(PROBLEM REQUIREMENTS):
Give back all of the lines below word for word, leaving out the pictures.
=======
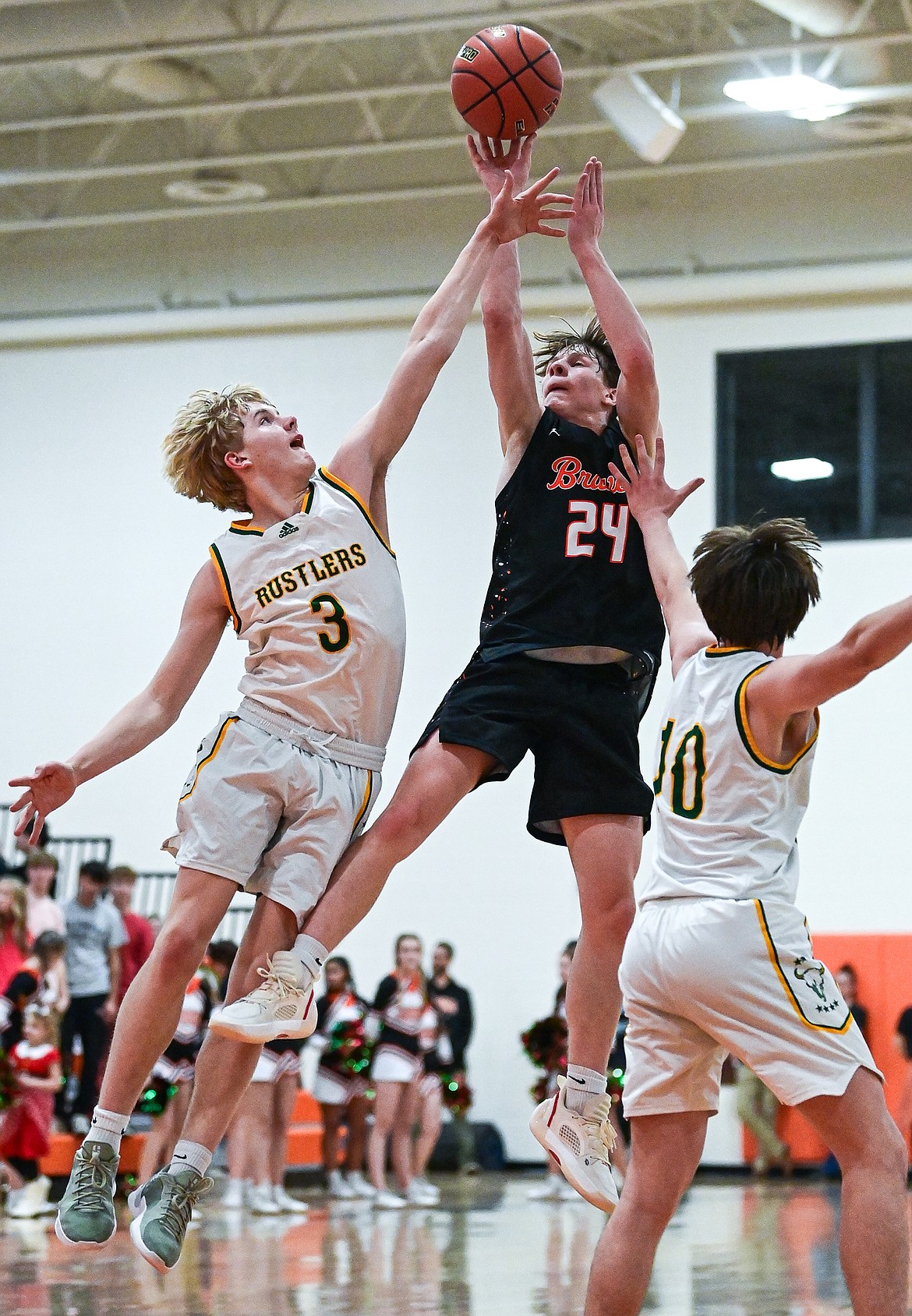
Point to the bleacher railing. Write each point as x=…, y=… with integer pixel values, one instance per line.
x=153, y=889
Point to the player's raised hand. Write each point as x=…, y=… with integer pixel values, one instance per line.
x=491, y=160
x=514, y=214
x=46, y=788
x=585, y=229
x=645, y=485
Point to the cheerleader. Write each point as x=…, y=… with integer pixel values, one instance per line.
x=405, y=1031
x=258, y=1136
x=171, y=1081
x=341, y=1082
x=24, y=1134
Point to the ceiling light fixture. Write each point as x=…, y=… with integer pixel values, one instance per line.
x=797, y=95
x=802, y=469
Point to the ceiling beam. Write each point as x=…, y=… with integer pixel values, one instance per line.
x=353, y=95
x=336, y=200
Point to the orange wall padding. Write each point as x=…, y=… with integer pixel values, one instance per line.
x=883, y=964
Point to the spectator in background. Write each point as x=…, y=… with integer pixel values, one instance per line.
x=42, y=982
x=140, y=933
x=453, y=1004
x=44, y=914
x=903, y=1044
x=219, y=960
x=847, y=979
x=13, y=931
x=95, y=936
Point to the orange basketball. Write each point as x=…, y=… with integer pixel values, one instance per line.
x=506, y=82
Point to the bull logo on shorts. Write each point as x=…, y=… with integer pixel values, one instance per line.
x=811, y=973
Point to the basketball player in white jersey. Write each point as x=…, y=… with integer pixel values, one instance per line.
x=719, y=958
x=282, y=786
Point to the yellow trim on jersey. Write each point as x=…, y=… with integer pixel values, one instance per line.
x=225, y=587
x=212, y=753
x=340, y=485
x=747, y=734
x=369, y=791
x=797, y=1006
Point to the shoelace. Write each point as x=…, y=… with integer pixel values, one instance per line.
x=274, y=985
x=598, y=1127
x=91, y=1180
x=178, y=1201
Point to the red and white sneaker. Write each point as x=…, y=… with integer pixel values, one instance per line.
x=283, y=1006
x=581, y=1143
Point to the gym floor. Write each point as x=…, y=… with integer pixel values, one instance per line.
x=734, y=1249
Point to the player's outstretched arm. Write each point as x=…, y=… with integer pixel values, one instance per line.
x=143, y=719
x=637, y=390
x=653, y=501
x=366, y=453
x=511, y=363
x=801, y=685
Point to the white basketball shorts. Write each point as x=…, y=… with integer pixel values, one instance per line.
x=267, y=815
x=705, y=978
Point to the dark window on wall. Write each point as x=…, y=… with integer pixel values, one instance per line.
x=840, y=419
=======
(WORKED ANSWER):
Point to the bleacher railing. Write each point as x=…, y=… with integer pixel values, one instance per line.
x=153, y=889
Point to the player's raised hand. Write each point as x=…, y=… with integer pixel values, one instance per line.
x=491, y=160
x=514, y=214
x=46, y=788
x=585, y=229
x=645, y=485
Point to the cheerleader. Write each point as x=…, y=… with integer pixel values, one instance per line.
x=405, y=1031
x=258, y=1136
x=171, y=1081
x=341, y=1082
x=24, y=1134
Point to the ceiling light fixture. Write each point as x=…, y=… with integer pixel values, one instance per line.
x=797, y=95
x=802, y=469
Point to the ceiling beam. Write each point as x=…, y=… with integer pixel values, one instance per line.
x=353, y=95
x=336, y=200
Point to the orange wall padding. Write each point as x=…, y=… with integer pixel values, one instance per line.
x=883, y=964
Point to the spectator in background. Write each point as x=…, y=… with integer pixel values, one instance per line.
x=42, y=982
x=140, y=933
x=453, y=1004
x=44, y=914
x=903, y=1044
x=219, y=960
x=847, y=979
x=13, y=931
x=95, y=936
Point to the orange basketball. Write each point as x=…, y=… with integer pixel values, one instance per line.
x=506, y=82
Point to the bull logo on shorts. Write each point as x=…, y=… with integer pixel values, one instance per line.
x=811, y=973
Point to the basketball player in white jersey. Write each point as x=…, y=… with integer pixel values, one instance per line.
x=719, y=958
x=282, y=786
Point to the yellow trim on jersey. Write each point as x=…, y=… with integer pixel values, one instance per line.
x=225, y=587
x=212, y=753
x=340, y=485
x=747, y=734
x=369, y=791
x=797, y=1006
Point to the shoelace. Write each point as x=…, y=… with integer pixel values, one instance per line.
x=274, y=985
x=598, y=1127
x=91, y=1180
x=178, y=1201
Point to the red and white sneaker. Write each point as x=…, y=… with integer pixel values, one instance per line.
x=283, y=1006
x=581, y=1143
Point to the gym floor. Write each point as x=…, y=… with integer pixel values, one instance per line.
x=734, y=1249
Point to the player's outstretched arm. Write each point as x=…, y=… with integer pixel values, one instance per line.
x=143, y=719
x=637, y=390
x=653, y=501
x=366, y=453
x=511, y=363
x=801, y=685
Point to the white basketball shorts. Write each point as x=…, y=… with integer pixel values, one instance per line.
x=267, y=815
x=705, y=978
Point to the dark window on wall. Write each point as x=…, y=… with integer pixel values, one instance per line.
x=840, y=419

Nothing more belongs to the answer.